=== Extract ===

WILMINGTON, N.C. — Inside a 10-foot-tall cylinder a few miles from the beach, actress Britt Robertson is chained to a bedpost.
The petite 23-year-old is being held captive by her (fictional) ex-boyfriend, a possessive young man named Junior who's played, with a kind of hair-swooping spaciness, by newcomer Alex Koch.
"I brought you some eggs," Koch tells Robertson in the scene, sounding at once nurturing and creepy.
Her wrists tightly bound, Robertson nonetheless lets her face soften from anger to seduction and helps him dress a wound. Koch replies with an attempt at reassurance. "Everything will go back to the way it was," he says, "as soon as we get out from under this dome."
"This dome" — dramatic device, title conceit, mystical force — refers to the nearly invisible bubble that literally drops out of the sky one day to trap a small American town in "Under the Dome," one of the splashiest and most scrutinized summer series of recent years.
After a wave of promotion that began at the Super Bowl, CBS premieres the first of 13 episodes on June 24. The network is not only entering a scripted summer space it has until now largely avoided but is also attempting a tricky creative feat: big-budget genre storytelling with intimate insights about humans in crisis.
"We don't want to be preachy, this is still pulpy and fun," declared Jack Bender, the "Lost" veteran who executive-produces "Dome" and directs several of its episodes. "But the show does have something to say about our social structures."
With Bender, Stephen King, Steven Spielberg, the comic book writer author Brian K. Vaughan and longtime "ER" writer-producer Neal Baer among its executive producers, "Under the Dome's" credit sequence has enough star power to light up a small city. Which, incidentally, this electricity-sapped town could use.

=== Dataset content ===

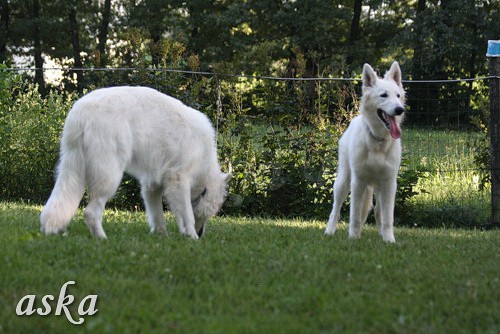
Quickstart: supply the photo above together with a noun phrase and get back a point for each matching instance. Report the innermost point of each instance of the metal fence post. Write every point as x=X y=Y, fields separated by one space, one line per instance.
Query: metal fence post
x=494 y=67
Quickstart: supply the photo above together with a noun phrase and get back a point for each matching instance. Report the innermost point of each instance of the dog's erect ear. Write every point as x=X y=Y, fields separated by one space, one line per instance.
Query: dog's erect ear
x=369 y=76
x=394 y=73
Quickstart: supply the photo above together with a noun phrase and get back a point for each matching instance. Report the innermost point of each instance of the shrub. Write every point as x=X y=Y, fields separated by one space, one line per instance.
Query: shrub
x=30 y=127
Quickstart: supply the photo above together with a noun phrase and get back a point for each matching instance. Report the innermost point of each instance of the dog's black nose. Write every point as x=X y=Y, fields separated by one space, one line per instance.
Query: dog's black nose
x=399 y=110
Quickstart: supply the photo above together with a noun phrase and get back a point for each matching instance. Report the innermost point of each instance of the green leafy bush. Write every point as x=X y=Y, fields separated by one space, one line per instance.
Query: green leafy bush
x=30 y=127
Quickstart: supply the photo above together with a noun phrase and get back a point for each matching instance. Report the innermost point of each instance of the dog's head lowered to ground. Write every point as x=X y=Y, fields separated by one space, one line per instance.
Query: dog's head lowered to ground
x=383 y=101
x=209 y=201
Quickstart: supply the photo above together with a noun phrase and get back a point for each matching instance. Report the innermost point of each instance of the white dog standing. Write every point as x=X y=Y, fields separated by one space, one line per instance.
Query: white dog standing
x=370 y=155
x=169 y=147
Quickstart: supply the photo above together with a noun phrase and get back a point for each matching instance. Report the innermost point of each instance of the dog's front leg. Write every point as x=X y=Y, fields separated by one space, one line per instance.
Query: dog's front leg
x=179 y=200
x=385 y=212
x=358 y=191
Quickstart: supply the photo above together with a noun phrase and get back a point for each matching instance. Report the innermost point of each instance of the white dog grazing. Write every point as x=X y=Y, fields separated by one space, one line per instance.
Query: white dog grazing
x=370 y=155
x=167 y=146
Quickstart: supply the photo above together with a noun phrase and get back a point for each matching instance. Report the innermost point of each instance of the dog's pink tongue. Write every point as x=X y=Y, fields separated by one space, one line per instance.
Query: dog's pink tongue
x=395 y=130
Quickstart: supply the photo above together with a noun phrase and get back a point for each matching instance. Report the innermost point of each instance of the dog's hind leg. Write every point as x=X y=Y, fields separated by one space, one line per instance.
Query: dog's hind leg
x=154 y=209
x=340 y=192
x=368 y=204
x=103 y=179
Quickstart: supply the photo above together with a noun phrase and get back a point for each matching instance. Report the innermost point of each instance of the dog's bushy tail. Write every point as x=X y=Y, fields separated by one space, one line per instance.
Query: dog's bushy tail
x=69 y=187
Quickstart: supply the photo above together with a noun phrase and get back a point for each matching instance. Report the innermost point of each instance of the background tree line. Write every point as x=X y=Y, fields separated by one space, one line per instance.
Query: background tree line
x=433 y=39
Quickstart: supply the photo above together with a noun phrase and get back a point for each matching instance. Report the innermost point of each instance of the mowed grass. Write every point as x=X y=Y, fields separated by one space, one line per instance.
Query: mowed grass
x=250 y=276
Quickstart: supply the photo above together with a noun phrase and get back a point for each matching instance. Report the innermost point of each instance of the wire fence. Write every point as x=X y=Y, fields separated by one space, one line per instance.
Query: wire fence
x=279 y=136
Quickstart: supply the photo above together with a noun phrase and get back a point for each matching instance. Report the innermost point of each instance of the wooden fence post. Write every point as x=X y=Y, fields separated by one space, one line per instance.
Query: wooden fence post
x=494 y=67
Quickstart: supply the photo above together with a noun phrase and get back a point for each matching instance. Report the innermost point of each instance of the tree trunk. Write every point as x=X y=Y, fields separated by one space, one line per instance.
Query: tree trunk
x=4 y=29
x=37 y=44
x=103 y=33
x=354 y=33
x=418 y=40
x=75 y=42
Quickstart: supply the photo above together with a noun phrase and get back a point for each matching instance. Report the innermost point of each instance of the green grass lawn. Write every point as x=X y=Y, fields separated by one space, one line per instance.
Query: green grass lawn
x=250 y=276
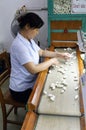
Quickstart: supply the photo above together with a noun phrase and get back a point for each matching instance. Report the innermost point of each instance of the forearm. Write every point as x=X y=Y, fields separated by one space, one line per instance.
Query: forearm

===

**What the task requires**. Continue the article about the filming of CBS's "Under the Dome" with the next few paragraphs after its last sentence.

**Output of the exercise**.
Based on King's phone book-sized novel — and with a serious-mindedness that diverges from a similar premise in, of all things, "The Simpsons Movie" — "Dome" showcases an ensemble of characters cut off from both the world and many essential resources by the inexplicable dome, which, when it first falls, also crushes anything it lands on.
Among those trapped in the town (Chester's Mill, Maine, in the book but in an unspecified state here) are Julia (Rachelle Lefevre), a persistent journalist with some skeletons in her closet; Barbie (Mike Vogel), a mysterious military man with some secrets of his own; Junior's father, Big Jim (Dean Norris), a town mover-and-shaker who promptly begins taking advantage of the situation ("The thing about Big Jim is, he thinks what he's doing is right," Norris says with some glee); Junior (Koch), who sees in the chaos a misguided way to win back his ex, and Angie (Robertson), a pretty waitress and hospital volunteer who in the early episodes finds herself in the shackled predicament.
"Someone said she was being a [jerk]," Robertson said, using a harsher word. "And I said, 'Do you understand the circumstance?!'"
There is also a wide assortment of teenagers, police officers, diner patrons and other denizens of King's America.
All of them must solve the mystery — possibly supernatural, possibly conspiratorial — of the dome while negotiating the paranoia and in-fighting that sets in during a hometown emergency. Think "Lost," only this time the island comes to them.
Though there are many genre overtones, actors say they think the show will resonate because its world is in fact familiar.
"People have been saying we're like 'Revolution' or 'The Walking Dead,'" Lefevre said, kicking off her flip-flops as she sat on a part of the set built to look like an independent radio station. "But this isn't a post-apocalyptic show. These people are in their homes the same way they were before anything happened. It's more like, 'What if you were stuck in your house and the door was glued shut?' What kind of bad choices would you make, and would they be different from the bad choices you make during normal life?"
Baer and Vaughan see in it something even more global. Though there are few explicit environmental themes in "Dome," the idea of a civilization facing shortages aligns with the real world.
"It's a parable for our times," Baer said. "We're running out of fuel and water, and a lot of things that are happening on the show are happening to us — just slower, so we don't notice it."